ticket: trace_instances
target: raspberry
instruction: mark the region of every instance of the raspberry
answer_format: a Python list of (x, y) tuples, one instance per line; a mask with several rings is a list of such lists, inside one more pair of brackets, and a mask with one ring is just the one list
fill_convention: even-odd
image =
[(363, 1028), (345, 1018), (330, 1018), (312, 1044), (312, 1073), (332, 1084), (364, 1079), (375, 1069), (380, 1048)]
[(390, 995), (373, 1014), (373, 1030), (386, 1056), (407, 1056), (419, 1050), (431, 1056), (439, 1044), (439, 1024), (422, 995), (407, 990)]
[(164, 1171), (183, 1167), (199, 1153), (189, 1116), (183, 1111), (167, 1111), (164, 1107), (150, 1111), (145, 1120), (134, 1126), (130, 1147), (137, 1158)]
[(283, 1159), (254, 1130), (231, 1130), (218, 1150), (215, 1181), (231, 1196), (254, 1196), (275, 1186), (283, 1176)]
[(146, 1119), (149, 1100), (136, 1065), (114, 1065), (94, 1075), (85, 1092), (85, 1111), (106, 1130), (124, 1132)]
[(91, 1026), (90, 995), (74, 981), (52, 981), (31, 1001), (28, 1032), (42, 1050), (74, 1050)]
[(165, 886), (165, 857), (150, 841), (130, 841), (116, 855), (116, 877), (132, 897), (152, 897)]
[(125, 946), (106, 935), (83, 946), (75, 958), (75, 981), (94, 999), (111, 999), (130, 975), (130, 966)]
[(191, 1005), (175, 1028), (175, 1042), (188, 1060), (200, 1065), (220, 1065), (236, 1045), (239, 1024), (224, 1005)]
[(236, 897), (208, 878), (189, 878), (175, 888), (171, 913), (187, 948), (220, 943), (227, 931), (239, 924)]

※

§ **Stated problem**: Convert the material above into a two-column CSV with the headers input_text and output_text, giving one row for each item: its text in input_text and its answer in output_text. Enclose every field in double quotes and replace any line breaks inside a field with spaces.

§ **Solution to the problem**:
input_text,output_text
"ticket: trace_instances target: raspberry instruction: mark the region of every instance of the raspberry answer_format: a Python list of (x, y) tuples, one instance per line; a mask with several rings is a list of such lists, inside one more pair of brackets, and a mask with one ring is just the one list fill_convention: even-odd image =","[(363, 1028), (345, 1018), (330, 1018), (312, 1044), (312, 1073), (332, 1084), (364, 1079), (375, 1069), (380, 1048)] [(390, 995), (373, 1014), (373, 1030), (386, 1056), (407, 1056), (419, 1050), (431, 1056), (439, 1044), (439, 1024), (422, 995), (407, 990)] [(164, 1171), (183, 1167), (199, 1153), (189, 1116), (183, 1111), (167, 1111), (164, 1107), (150, 1111), (145, 1120), (134, 1126), (130, 1147), (137, 1158)] [(283, 1159), (254, 1130), (231, 1130), (218, 1150), (215, 1181), (231, 1196), (254, 1196), (275, 1186), (283, 1176)] [(146, 1119), (149, 1100), (136, 1065), (114, 1065), (94, 1075), (85, 1092), (85, 1111), (106, 1130), (124, 1132)] [(91, 1026), (90, 995), (74, 981), (52, 981), (31, 1001), (28, 1032), (42, 1050), (74, 1050)] [(165, 886), (165, 857), (150, 841), (130, 841), (116, 855), (116, 877), (132, 897), (152, 897)] [(125, 946), (106, 935), (83, 946), (75, 958), (75, 981), (94, 999), (111, 999), (130, 975), (130, 966)] [(191, 1005), (175, 1028), (175, 1042), (188, 1060), (200, 1065), (220, 1065), (236, 1045), (239, 1024), (224, 1005)] [(236, 897), (208, 878), (189, 878), (175, 888), (171, 913), (187, 948), (220, 943), (227, 931), (239, 924)]"